# Extracted entries start
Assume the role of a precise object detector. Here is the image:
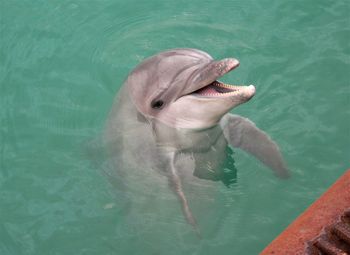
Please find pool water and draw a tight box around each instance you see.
[0,0,350,255]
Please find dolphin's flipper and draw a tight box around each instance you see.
[220,114,289,178]
[168,152,200,237]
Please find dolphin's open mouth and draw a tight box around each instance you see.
[189,58,255,98]
[191,81,242,97]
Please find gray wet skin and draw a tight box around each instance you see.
[105,49,288,235]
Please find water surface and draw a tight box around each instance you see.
[0,0,350,255]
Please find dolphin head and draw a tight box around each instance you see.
[126,49,255,129]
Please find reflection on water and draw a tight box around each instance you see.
[0,0,350,255]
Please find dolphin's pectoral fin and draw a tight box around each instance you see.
[220,114,289,178]
[168,152,201,237]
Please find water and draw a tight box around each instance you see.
[0,0,350,255]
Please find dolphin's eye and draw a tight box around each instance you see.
[151,100,164,109]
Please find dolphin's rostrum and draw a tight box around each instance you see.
[105,49,288,236]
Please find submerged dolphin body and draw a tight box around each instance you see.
[105,49,288,236]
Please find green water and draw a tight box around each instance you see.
[0,0,350,255]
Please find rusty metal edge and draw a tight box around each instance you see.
[260,169,350,255]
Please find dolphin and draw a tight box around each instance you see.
[105,48,289,237]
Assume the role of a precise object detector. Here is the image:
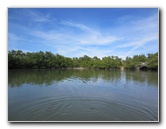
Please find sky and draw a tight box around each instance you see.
[8,8,159,59]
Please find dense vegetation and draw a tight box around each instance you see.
[8,50,158,70]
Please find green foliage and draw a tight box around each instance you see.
[8,50,158,69]
[147,52,158,70]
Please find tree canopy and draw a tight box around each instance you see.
[8,50,158,70]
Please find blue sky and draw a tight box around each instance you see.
[8,8,159,59]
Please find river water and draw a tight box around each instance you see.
[8,70,159,122]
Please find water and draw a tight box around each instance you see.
[8,70,159,121]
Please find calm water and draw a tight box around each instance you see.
[8,70,159,121]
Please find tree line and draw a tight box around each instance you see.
[8,50,158,70]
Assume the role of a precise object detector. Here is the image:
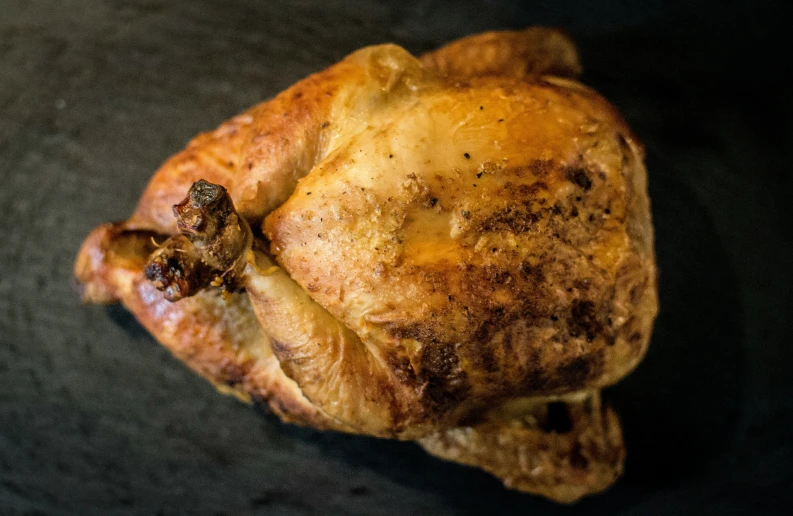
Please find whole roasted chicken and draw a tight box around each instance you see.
[76,28,657,502]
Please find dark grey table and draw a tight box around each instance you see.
[0,0,793,515]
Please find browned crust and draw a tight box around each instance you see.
[419,391,625,503]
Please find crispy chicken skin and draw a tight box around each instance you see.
[75,28,657,502]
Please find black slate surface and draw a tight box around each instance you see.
[0,0,793,515]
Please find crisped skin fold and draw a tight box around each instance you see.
[75,28,657,502]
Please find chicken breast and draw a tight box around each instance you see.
[75,28,657,502]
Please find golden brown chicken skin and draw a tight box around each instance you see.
[75,28,657,502]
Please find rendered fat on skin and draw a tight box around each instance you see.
[76,28,657,502]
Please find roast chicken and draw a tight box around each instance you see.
[75,28,657,502]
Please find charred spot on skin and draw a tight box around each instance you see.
[419,342,470,412]
[566,167,592,192]
[145,179,253,301]
[529,159,553,177]
[570,443,589,469]
[567,299,603,342]
[551,355,602,388]
[542,401,573,434]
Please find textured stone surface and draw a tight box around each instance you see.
[0,0,793,515]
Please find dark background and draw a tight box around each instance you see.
[0,0,793,515]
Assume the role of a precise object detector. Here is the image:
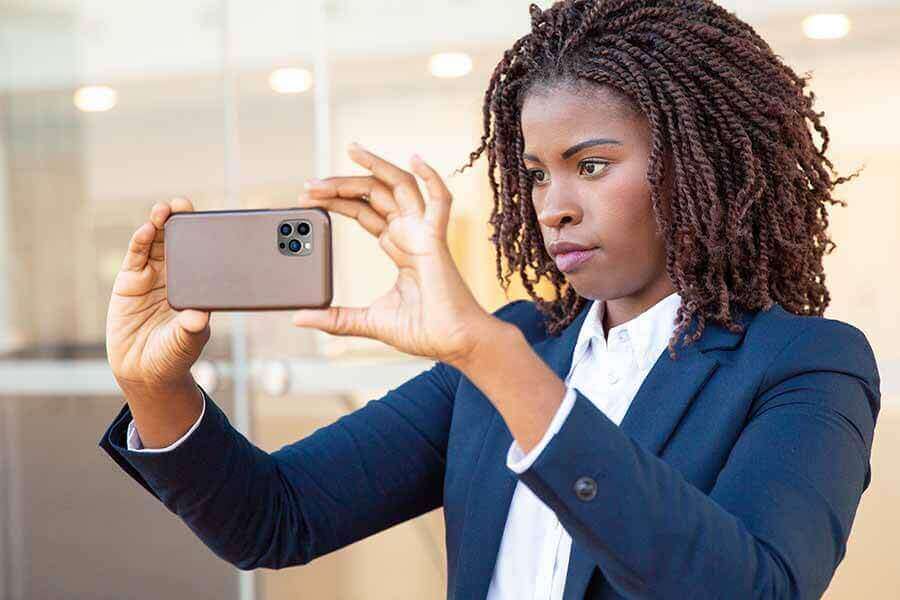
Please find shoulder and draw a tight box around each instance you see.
[745,303,880,396]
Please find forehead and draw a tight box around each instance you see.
[521,84,642,144]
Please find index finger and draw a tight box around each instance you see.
[349,142,425,215]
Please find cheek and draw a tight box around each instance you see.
[602,173,661,251]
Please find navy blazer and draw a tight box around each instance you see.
[100,300,880,600]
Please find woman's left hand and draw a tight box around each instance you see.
[293,144,503,365]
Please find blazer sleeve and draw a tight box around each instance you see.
[99,300,523,570]
[518,319,880,598]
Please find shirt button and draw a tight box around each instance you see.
[574,477,597,502]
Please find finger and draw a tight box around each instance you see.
[348,142,425,215]
[292,306,369,337]
[176,308,209,334]
[299,195,387,237]
[304,175,400,220]
[410,154,453,235]
[122,222,156,271]
[170,196,194,212]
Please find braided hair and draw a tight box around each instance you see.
[458,0,858,358]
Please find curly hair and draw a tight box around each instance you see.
[458,0,858,358]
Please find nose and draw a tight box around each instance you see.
[538,192,582,229]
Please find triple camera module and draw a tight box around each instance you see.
[278,220,312,256]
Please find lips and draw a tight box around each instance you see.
[554,248,597,273]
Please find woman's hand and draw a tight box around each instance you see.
[106,198,210,387]
[293,144,496,365]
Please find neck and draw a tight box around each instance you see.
[603,277,675,339]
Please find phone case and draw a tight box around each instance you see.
[164,207,332,311]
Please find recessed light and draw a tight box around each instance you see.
[269,68,312,94]
[428,52,472,79]
[72,85,117,112]
[803,13,850,40]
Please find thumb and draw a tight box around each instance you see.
[291,306,369,337]
[171,310,210,358]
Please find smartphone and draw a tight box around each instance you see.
[164,207,332,311]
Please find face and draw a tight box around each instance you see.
[521,85,674,318]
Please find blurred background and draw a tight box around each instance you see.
[0,0,900,600]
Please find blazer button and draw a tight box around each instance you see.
[575,477,597,502]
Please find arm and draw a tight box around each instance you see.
[100,301,520,570]
[101,363,458,570]
[458,321,880,598]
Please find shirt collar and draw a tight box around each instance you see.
[572,292,681,369]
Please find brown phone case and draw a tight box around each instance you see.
[164,207,332,311]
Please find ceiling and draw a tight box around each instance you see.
[0,0,900,90]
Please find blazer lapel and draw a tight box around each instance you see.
[563,311,752,600]
[452,302,749,600]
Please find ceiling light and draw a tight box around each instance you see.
[269,68,312,94]
[803,13,850,40]
[428,52,472,78]
[72,85,116,112]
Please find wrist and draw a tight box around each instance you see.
[448,314,523,373]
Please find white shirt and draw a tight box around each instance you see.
[487,292,681,600]
[127,292,681,600]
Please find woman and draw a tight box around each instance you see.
[100,0,880,600]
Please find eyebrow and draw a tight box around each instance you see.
[522,138,622,162]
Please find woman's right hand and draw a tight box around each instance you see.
[106,198,210,387]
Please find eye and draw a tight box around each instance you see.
[578,159,609,177]
[528,169,547,185]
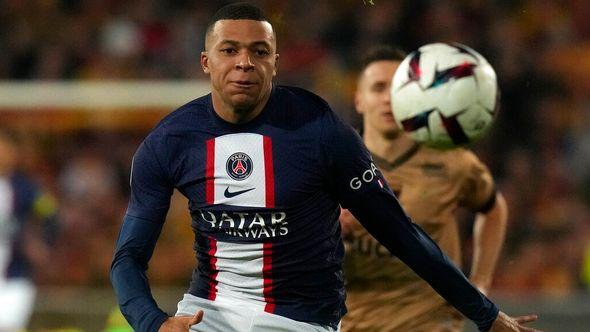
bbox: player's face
[201,20,278,121]
[355,60,400,135]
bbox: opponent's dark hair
[206,2,268,34]
[358,45,407,71]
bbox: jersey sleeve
[111,132,174,331]
[322,115,498,331]
[460,150,496,212]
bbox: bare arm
[470,192,508,294]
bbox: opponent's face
[201,20,279,119]
[354,60,400,135]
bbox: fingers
[189,310,205,325]
[514,315,539,324]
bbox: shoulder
[152,94,210,131]
[145,94,210,143]
[274,85,332,117]
[276,85,329,108]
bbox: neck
[211,90,270,124]
[363,127,416,162]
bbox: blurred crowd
[0,0,590,295]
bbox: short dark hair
[206,2,268,34]
[359,44,407,71]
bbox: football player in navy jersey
[111,3,535,332]
[0,129,57,331]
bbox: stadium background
[0,0,590,331]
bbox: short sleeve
[461,151,496,212]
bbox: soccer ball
[391,43,499,149]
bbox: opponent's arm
[324,112,532,331]
[470,192,508,294]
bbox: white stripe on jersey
[215,241,266,310]
[214,133,266,207]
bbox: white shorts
[176,294,340,332]
[0,279,35,332]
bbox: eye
[256,49,270,57]
[220,47,238,54]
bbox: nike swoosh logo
[223,187,256,198]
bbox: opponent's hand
[490,311,541,332]
[158,310,203,332]
[338,209,357,239]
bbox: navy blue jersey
[111,86,498,331]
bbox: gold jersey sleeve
[345,147,495,288]
[342,147,495,332]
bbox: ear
[354,92,364,114]
[272,54,279,77]
[201,51,210,74]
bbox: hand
[490,311,541,332]
[339,209,356,239]
[158,310,203,332]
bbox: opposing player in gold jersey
[341,46,507,332]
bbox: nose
[382,88,391,104]
[236,52,254,71]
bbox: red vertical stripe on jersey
[208,237,219,301]
[205,138,215,204]
[262,243,275,314]
[263,136,275,208]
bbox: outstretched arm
[470,192,508,294]
[324,111,544,331]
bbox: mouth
[231,80,256,89]
[381,112,393,121]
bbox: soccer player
[0,130,56,331]
[111,3,535,332]
[341,46,507,332]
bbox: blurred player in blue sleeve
[111,3,534,332]
[0,131,56,331]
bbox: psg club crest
[225,152,252,181]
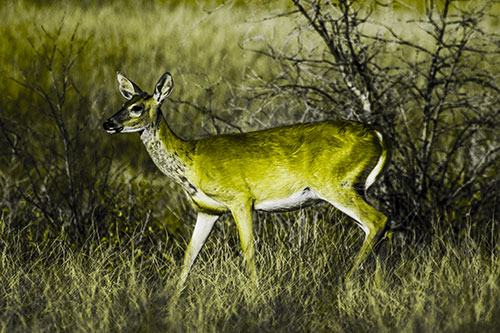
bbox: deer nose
[102,119,123,133]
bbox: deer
[103,72,390,287]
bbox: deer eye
[130,105,144,117]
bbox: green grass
[0,1,500,332]
[0,209,500,332]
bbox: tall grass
[0,211,500,332]
[0,1,500,332]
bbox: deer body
[104,73,389,285]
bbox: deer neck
[141,108,194,192]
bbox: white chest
[254,187,320,212]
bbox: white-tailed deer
[103,73,390,285]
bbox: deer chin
[102,120,123,134]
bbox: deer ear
[153,72,174,104]
[116,72,143,99]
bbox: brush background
[0,1,500,332]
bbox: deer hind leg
[231,202,257,281]
[321,189,387,279]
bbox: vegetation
[0,0,500,332]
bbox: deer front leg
[177,212,219,288]
[231,202,257,281]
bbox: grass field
[0,1,500,333]
[0,211,500,332]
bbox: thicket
[0,0,500,262]
[240,0,500,245]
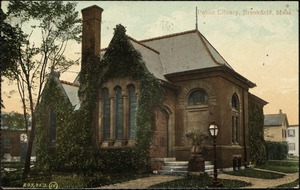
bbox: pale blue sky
[2,1,299,124]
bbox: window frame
[187,88,209,107]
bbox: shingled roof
[264,110,288,127]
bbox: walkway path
[95,171,299,189]
[218,172,299,188]
[93,175,183,189]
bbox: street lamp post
[208,122,223,187]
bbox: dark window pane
[102,88,110,140]
[115,86,123,139]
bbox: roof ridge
[59,80,80,87]
[127,35,160,54]
[139,29,198,43]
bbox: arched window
[188,89,208,106]
[114,86,123,139]
[49,106,56,142]
[127,84,137,139]
[231,94,239,143]
[102,88,110,140]
[231,94,239,110]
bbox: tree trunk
[23,114,36,178]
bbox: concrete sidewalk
[91,171,299,189]
[92,175,184,189]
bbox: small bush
[265,141,289,160]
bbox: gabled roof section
[60,80,80,110]
[264,113,287,127]
[140,30,232,74]
[128,37,168,81]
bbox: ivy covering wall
[37,25,163,172]
[248,101,266,164]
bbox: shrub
[265,141,289,160]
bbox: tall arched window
[114,86,123,139]
[49,106,56,142]
[188,89,208,106]
[102,88,110,140]
[231,94,239,143]
[127,84,137,139]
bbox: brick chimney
[81,5,103,60]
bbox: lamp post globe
[208,122,223,187]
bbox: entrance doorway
[150,107,169,158]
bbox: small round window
[189,89,208,106]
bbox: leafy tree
[1,112,29,129]
[0,9,23,108]
[6,1,81,177]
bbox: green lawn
[224,168,284,179]
[276,179,299,188]
[150,175,250,189]
[1,172,150,188]
[256,160,299,173]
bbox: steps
[159,158,214,175]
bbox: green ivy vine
[37,25,163,172]
[248,103,266,165]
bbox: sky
[2,1,299,125]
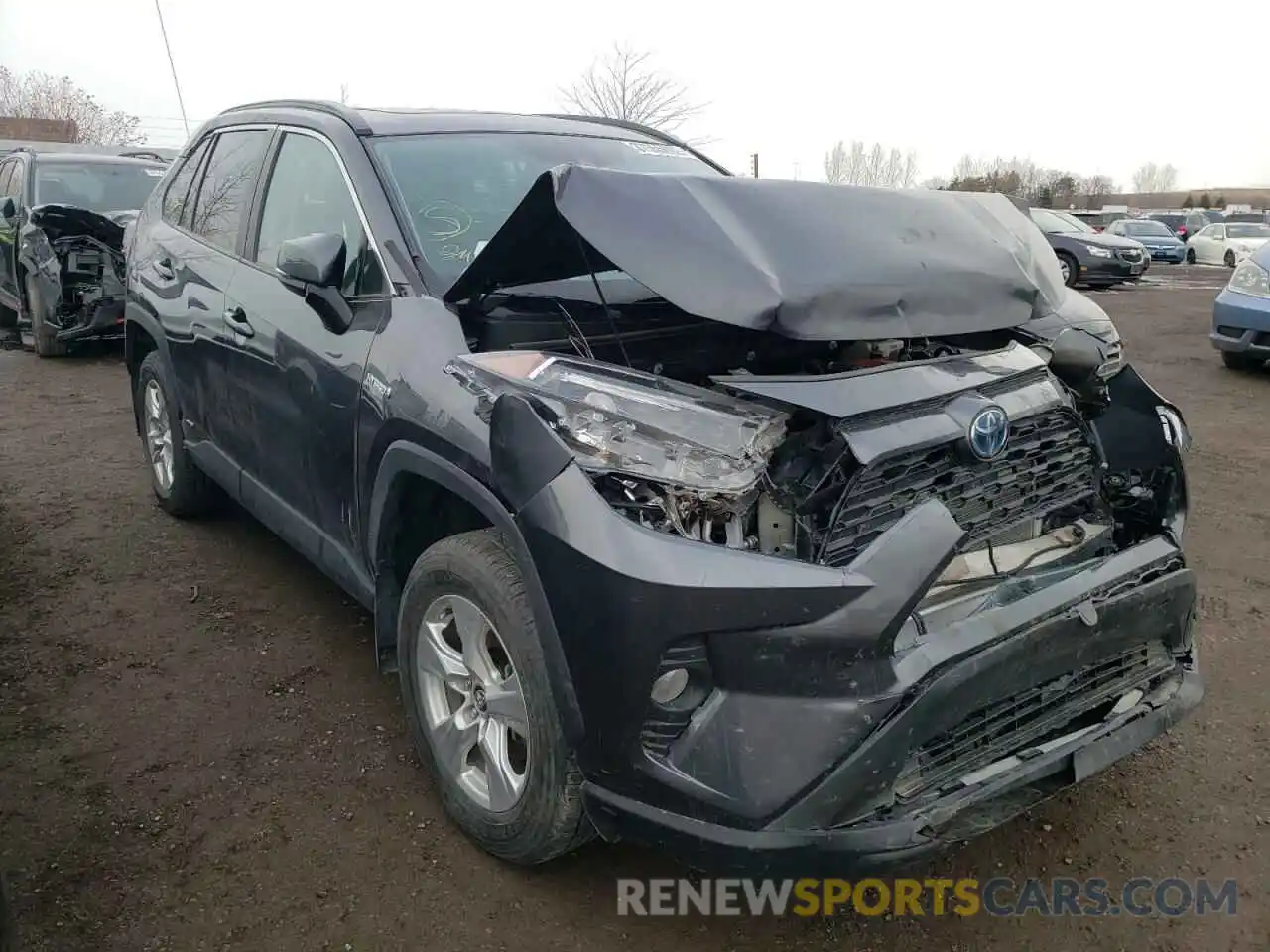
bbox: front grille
[822,410,1096,566]
[895,641,1174,798]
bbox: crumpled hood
[28,204,129,250]
[444,164,1062,340]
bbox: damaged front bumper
[491,383,1203,872]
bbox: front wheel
[27,274,69,357]
[132,350,216,517]
[1058,251,1080,289]
[398,530,593,865]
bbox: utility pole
[155,0,190,139]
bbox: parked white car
[1187,221,1270,268]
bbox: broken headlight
[445,350,786,494]
[1156,407,1190,453]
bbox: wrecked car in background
[0,147,168,357]
[126,101,1203,875]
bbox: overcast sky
[0,0,1270,189]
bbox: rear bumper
[1209,289,1270,361]
[1079,258,1149,285]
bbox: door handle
[225,307,255,337]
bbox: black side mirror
[1038,327,1106,407]
[278,234,348,289]
[278,234,353,334]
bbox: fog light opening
[652,667,689,704]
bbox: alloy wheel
[414,595,530,813]
[144,380,173,493]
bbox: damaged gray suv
[0,147,168,357]
[126,101,1202,871]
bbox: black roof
[0,139,181,163]
[205,99,726,172]
[24,151,168,168]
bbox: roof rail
[528,113,731,176]
[221,99,371,136]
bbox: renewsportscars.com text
[617,876,1238,916]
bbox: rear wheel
[1221,350,1265,371]
[27,274,69,357]
[1058,251,1080,287]
[398,530,593,865]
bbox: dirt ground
[0,268,1270,952]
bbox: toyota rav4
[126,101,1202,870]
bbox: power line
[155,0,190,139]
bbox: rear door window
[190,130,269,254]
[163,139,210,225]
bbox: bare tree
[1076,176,1115,208]
[0,66,145,146]
[860,142,886,185]
[560,44,702,132]
[1133,163,1178,194]
[825,139,848,185]
[825,140,917,187]
[894,149,917,187]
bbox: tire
[0,872,18,952]
[1221,350,1265,371]
[26,274,69,357]
[132,350,217,518]
[398,530,594,866]
[1057,251,1080,289]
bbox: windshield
[1033,208,1097,235]
[35,162,167,214]
[1120,221,1174,237]
[1225,222,1270,237]
[373,132,722,287]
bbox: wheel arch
[366,439,583,745]
[123,302,172,378]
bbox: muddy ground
[0,268,1270,952]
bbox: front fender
[367,440,583,748]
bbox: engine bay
[447,287,1185,606]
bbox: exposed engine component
[598,473,758,549]
[51,236,124,327]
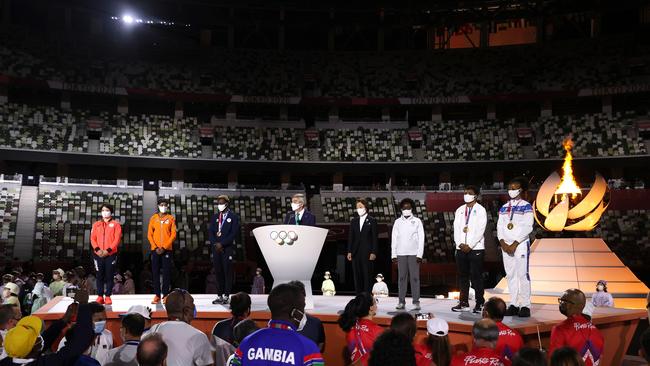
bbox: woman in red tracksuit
[90,203,122,305]
[338,292,384,366]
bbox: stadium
[0,0,650,366]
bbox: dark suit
[284,209,316,226]
[208,209,239,296]
[348,215,377,295]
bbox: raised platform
[35,294,647,365]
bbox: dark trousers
[352,254,374,295]
[212,245,233,295]
[151,250,172,296]
[93,254,117,296]
[456,250,485,305]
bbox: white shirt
[104,341,140,366]
[390,215,424,258]
[454,202,487,250]
[497,199,535,245]
[58,329,113,365]
[149,320,214,366]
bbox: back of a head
[483,297,506,322]
[368,329,415,366]
[472,319,499,343]
[338,292,373,332]
[390,312,417,339]
[230,292,251,318]
[512,347,548,366]
[122,313,144,337]
[551,347,585,366]
[266,283,304,319]
[232,319,260,345]
[136,334,167,366]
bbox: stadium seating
[34,190,143,259]
[0,103,88,152]
[0,187,20,258]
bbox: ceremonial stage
[34,294,647,365]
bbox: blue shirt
[230,320,325,366]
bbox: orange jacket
[147,214,176,250]
[90,219,122,255]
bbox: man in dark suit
[284,193,316,226]
[348,198,377,295]
[208,195,239,305]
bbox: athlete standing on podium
[497,178,534,318]
[208,195,239,305]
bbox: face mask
[463,194,476,203]
[93,320,106,334]
[508,189,521,198]
[292,309,307,332]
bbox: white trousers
[501,240,530,308]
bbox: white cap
[427,318,449,337]
[120,305,151,320]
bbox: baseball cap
[427,318,449,337]
[120,305,151,320]
[4,315,43,358]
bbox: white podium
[253,225,328,309]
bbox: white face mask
[463,194,476,203]
[508,189,521,198]
[292,309,307,332]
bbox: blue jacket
[284,209,316,226]
[208,209,239,248]
[229,320,325,366]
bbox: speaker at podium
[253,225,328,309]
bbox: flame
[555,136,582,198]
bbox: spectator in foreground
[512,347,548,366]
[136,334,167,366]
[551,347,584,366]
[147,289,214,366]
[414,318,451,366]
[104,314,144,366]
[368,329,416,366]
[289,281,325,353]
[451,319,510,366]
[212,292,251,344]
[549,289,605,365]
[229,284,325,366]
[338,292,384,366]
[483,297,524,361]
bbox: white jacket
[390,216,424,258]
[454,202,487,250]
# Extracted entries end
### Exercise aim
Print the items above, from the line containing "bbox: window frame" through the line containing "[2,1,299,125]", inclusive, copying each line exactly.

### Answer for the task
bbox: window frame
[187,88,209,107]
bbox: shingled roof
[264,110,288,127]
bbox: walkway path
[95,171,299,189]
[218,172,299,188]
[93,175,183,189]
bbox: street lamp post
[208,122,223,187]
bbox: dark window pane
[102,88,110,140]
[115,86,123,139]
bbox: roof ridge
[59,80,80,87]
[127,35,160,54]
[139,29,198,43]
bbox: arched window
[188,89,208,106]
[114,86,123,139]
[49,106,56,142]
[127,84,137,139]
[231,94,239,143]
[102,88,110,140]
[231,94,239,110]
bbox: tree trunk
[23,114,36,178]
bbox: concrete sidewalk
[91,171,299,189]
[92,175,184,189]
bbox: small bush
[265,141,289,160]
bbox: gabled roof section
[60,80,80,110]
[264,113,287,127]
[140,30,232,74]
[128,37,168,81]
bbox: ivy covering wall
[37,25,163,172]
[248,101,266,164]
bbox: shrub
[265,141,289,160]
bbox: tall arched window
[114,86,123,139]
[49,106,56,142]
[188,89,208,106]
[102,88,110,140]
[231,94,239,143]
[127,84,137,139]
bbox: brick chimney
[81,5,103,60]
bbox: lamp post globe
[208,122,223,187]
bbox: entrance doorway
[150,107,169,158]
bbox: small round window
[189,89,208,106]
bbox: leafy tree
[1,112,29,129]
[0,9,23,108]
[6,1,81,177]
bbox: green lawn
[224,168,284,179]
[276,179,299,188]
[150,175,250,189]
[1,172,150,188]
[256,160,299,173]
bbox: steps
[159,158,214,175]
bbox: green ivy vine
[37,25,163,172]
[248,103,266,165]
bbox: sky
[2,1,299,125]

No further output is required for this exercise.